*** Extract provided
Today is Earth Day so I thought I’d talk a bit more about a big part of the type of work that I do: the eco-conscious part.
When starting my business last year, my biggest focus was incorporating ways that I could be a steward to the environment at the same time as coming up with ideas on how people could change what they had. After all, that’s what interior design is all about…creating lovely dwelling spaces by freshening up your decor, getting that new spin, having new things and a new look around you to make your house a home.
Well, this presents an interesting dilemma when one thinks of the effects that this can bring to our environment: A new look is in order, but new means more manufacturing, and manufacturing means creating a lot of waste that wasn’t here before – in the making and in the transporting of it all.
In the end, my best green approach became a combination that works really well for me and my clients. It enables me to give options to all of you that aren’t limited to only things stamped “eco-friendly”, which can be limiting (and sometimes deceiving as well).
First, it involves reusing existing pieces whenever appropriate for the design. I mean, what better way to be green than to use something that already exists? These can be treasures that my clients already know and love or they may be purchased used. Sometimes they are the perfect fit straight away and sometimes they need a little love and a twist to update it and make it gel with the rest of the design. And I love this most of all from the aspect that things with a history have stories and purpose and character and strength through longevity that most of the newly made pieces just can’t compete with. This old saying is spot on: “They just don’t make ‘em like they used to!”
Second, I keep my eye on where things are manufactured and how they are manufactured. This is a really interesting and complex subject for the business I am in…there are so many facets to consider. So many that I won’t get into it here, but I do want to share the rule that works well for me. My rule is: try to get products made as close to the end user’s location as possible, and find out the process and materials the companies use in the manufacturing process.
******
* **Problems**
1. List every line in the records below that contains the string "house", treating uppercase and lowercase as distinct.
2. Write what comes next in the Earth Day post on eco-conscious interior design above, picking up after its final sentence.
*** Given records
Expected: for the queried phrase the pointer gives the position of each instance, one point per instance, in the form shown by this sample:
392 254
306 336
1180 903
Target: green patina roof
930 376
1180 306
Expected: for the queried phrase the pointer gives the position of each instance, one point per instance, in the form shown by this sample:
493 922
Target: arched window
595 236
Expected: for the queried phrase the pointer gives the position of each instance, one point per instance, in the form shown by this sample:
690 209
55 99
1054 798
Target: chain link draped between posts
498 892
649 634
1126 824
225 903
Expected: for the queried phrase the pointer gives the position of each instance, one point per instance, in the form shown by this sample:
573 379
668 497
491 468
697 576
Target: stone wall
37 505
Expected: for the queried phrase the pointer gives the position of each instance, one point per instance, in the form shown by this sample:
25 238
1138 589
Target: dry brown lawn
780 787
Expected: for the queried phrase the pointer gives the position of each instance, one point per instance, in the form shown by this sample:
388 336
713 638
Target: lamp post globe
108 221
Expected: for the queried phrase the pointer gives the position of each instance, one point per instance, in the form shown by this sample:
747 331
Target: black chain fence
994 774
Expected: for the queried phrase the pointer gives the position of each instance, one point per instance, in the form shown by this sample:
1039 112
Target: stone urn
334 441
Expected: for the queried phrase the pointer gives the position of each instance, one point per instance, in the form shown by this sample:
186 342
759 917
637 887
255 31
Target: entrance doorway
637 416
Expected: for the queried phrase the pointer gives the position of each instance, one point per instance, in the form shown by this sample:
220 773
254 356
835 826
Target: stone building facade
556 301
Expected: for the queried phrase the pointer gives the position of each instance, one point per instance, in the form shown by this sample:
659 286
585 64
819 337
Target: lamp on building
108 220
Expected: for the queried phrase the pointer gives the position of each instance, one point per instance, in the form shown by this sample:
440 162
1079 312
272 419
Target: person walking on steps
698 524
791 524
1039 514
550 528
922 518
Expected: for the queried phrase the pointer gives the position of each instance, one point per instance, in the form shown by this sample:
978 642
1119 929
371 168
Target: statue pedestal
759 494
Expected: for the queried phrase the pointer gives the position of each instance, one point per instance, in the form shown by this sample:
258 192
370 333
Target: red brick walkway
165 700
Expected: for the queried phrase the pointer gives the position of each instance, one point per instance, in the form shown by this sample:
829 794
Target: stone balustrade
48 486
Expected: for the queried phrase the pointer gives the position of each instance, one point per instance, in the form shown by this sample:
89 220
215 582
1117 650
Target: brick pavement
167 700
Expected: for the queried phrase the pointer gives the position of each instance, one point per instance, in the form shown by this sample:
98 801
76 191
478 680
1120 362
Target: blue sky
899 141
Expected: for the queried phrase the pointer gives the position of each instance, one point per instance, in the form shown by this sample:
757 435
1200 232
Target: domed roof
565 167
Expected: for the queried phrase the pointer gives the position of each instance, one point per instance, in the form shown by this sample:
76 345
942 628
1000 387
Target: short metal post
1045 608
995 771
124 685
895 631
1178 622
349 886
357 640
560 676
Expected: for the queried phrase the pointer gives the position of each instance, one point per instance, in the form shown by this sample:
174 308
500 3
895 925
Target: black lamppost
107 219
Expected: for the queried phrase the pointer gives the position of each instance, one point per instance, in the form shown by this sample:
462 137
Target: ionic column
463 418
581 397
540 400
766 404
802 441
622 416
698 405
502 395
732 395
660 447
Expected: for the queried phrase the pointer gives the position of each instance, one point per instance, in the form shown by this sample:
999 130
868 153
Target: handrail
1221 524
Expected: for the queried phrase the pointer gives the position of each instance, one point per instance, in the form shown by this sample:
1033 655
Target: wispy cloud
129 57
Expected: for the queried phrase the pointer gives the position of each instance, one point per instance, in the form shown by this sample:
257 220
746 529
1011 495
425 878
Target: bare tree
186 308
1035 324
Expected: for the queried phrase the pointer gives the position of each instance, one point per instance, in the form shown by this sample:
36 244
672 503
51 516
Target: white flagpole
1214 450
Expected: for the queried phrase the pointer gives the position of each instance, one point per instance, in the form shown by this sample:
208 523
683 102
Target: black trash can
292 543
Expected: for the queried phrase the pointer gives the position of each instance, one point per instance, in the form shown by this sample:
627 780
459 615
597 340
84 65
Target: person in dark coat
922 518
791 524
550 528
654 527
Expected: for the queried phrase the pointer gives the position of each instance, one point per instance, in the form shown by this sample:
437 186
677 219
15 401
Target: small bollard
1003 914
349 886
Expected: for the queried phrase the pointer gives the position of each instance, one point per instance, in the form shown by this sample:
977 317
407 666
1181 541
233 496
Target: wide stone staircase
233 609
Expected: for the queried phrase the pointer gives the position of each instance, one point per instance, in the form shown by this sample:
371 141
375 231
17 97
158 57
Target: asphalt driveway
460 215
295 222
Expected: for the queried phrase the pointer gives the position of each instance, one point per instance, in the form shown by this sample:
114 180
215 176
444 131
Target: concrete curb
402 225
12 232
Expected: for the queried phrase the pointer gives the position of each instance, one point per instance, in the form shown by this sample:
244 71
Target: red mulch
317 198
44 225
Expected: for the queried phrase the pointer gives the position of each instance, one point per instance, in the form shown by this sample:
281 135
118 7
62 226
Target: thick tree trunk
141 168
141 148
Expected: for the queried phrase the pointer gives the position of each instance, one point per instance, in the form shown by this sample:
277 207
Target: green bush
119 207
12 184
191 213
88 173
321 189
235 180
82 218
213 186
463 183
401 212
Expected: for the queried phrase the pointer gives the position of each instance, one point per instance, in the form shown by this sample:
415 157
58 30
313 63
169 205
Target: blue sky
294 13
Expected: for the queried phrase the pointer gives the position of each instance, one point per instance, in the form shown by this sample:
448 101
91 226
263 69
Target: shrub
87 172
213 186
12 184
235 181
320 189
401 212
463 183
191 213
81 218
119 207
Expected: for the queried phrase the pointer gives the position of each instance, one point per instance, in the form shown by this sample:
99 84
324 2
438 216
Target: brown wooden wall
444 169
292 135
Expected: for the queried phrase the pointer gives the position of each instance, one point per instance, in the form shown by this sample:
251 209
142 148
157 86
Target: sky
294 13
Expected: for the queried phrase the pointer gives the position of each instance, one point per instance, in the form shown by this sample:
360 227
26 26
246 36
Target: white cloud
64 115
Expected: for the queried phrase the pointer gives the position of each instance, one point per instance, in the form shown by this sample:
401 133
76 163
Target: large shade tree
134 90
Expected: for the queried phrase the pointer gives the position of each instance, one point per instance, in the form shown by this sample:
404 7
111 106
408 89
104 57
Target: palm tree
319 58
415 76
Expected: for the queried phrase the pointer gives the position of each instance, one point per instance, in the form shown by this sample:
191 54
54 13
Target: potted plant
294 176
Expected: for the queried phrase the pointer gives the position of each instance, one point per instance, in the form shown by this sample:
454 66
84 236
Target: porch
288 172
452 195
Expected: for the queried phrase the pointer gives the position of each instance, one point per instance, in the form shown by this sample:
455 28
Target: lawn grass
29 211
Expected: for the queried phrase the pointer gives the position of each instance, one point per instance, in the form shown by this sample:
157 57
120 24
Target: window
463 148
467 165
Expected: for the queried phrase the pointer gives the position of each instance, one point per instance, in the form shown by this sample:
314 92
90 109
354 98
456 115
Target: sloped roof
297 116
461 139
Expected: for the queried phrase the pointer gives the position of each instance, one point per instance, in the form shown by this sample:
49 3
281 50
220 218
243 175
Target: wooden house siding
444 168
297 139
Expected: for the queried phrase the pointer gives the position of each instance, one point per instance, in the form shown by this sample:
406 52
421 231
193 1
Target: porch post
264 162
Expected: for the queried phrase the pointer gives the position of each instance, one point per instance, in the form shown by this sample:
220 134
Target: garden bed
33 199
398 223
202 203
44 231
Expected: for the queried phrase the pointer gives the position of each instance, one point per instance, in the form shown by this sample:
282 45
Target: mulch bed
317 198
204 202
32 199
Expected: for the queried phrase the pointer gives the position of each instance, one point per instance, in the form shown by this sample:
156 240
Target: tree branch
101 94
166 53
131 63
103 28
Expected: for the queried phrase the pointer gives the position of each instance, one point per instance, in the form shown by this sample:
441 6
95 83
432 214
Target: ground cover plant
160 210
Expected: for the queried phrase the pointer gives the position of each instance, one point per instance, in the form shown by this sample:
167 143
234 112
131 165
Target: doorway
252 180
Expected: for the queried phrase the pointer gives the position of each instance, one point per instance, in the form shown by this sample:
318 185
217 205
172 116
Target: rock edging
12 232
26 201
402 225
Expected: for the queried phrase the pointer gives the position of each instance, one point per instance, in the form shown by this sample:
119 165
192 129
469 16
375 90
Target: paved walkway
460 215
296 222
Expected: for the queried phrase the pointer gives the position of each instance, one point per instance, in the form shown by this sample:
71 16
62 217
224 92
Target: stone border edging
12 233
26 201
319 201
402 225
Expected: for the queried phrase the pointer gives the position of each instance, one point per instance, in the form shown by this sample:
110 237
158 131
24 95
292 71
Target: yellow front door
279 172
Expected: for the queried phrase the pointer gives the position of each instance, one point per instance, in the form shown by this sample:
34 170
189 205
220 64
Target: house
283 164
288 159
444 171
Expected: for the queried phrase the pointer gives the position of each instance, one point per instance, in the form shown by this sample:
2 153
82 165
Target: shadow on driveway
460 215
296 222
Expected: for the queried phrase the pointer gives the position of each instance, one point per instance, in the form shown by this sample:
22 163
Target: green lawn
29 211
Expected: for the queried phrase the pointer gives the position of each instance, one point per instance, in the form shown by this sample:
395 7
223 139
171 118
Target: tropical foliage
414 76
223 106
******
* **Answers for the exercise**
1.
Target: wooden house siding
Target: house

2.
In the end, my job is to create beautiful and fulfilling environments for my clients at a price they can afford…I just so happen to also do that while keeping an eye on the collective ecological footprint along the way. This way, we all feel a lot better about the decisions we make during the design process.
Off to Market!
So speaking of the rule above, my partner Jon and I went to High Point Furniture Market last weekend…we were on a hunt for new furniture, lighting and accessories lines that fell under the aforementioned rule. We were not dissapointed! We spent a lot of time walking about the exhibit halls, talking with reps from the companies, sitting in the furniture to gauge the comfort, asking our questions about how and where things are made.
What we found was very encouraging, much more so than the last market I attended in Las Vegas two years ago. Specifically, a handful of new lighting and furniture lines caught our eye and earned our respect.
Our favorites? The brother and sister team of a lighting line based in Chicago that uses recycled glass and other salvaged materials in their very affordable and gorgeous pieces. For furniture, two new-to-us companies really stood out for quality, comfort, look and affordability. They both employ solid and responsible construction methods, have incredibly comfortable seating (I wanted to nap in their sofas!) and they are made right here in the USA - in North Carolina. These are pieces that will last for decades, as it should be.
While there, we saw and picked up many new lines - for a variety of styles and price points. Good stuff, all around made for a very productive trip. I can’t wait to show some of the new lines to you on your next project.
Have a great Earth Day!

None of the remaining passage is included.